To do |
Your reply should hold only the lines from the records below where "stripe" occurs.

Provided records section start

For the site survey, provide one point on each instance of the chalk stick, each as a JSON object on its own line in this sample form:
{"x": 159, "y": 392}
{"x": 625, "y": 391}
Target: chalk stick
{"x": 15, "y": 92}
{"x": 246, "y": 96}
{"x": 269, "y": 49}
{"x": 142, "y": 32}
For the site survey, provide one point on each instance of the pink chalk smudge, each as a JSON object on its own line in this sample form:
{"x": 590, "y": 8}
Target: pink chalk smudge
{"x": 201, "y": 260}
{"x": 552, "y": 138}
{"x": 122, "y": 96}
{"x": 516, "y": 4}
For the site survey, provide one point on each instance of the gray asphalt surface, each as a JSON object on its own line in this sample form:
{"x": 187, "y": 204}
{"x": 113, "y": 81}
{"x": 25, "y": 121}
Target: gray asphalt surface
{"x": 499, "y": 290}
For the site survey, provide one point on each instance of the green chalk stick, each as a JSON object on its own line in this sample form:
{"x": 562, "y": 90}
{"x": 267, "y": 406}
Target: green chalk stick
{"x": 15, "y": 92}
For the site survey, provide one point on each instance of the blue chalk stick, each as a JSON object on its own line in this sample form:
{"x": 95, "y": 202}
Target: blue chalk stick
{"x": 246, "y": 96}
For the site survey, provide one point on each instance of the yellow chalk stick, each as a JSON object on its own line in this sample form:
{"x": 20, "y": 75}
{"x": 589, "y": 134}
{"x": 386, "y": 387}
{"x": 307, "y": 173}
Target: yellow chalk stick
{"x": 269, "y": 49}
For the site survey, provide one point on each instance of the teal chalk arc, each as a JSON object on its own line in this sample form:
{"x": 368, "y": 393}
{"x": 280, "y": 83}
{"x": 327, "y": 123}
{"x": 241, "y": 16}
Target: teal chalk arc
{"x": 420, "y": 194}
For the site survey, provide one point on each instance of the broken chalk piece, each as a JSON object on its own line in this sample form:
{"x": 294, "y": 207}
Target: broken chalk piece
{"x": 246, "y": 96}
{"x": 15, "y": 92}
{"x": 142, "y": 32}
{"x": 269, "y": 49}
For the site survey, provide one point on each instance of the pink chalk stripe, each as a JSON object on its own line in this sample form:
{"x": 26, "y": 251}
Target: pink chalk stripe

Provided records section end

Result of this task |
For the site survey, provide one point on each instance of the pink chalk stripe, each as a JSON object on its own line in this sample form:
Target: pink chalk stripe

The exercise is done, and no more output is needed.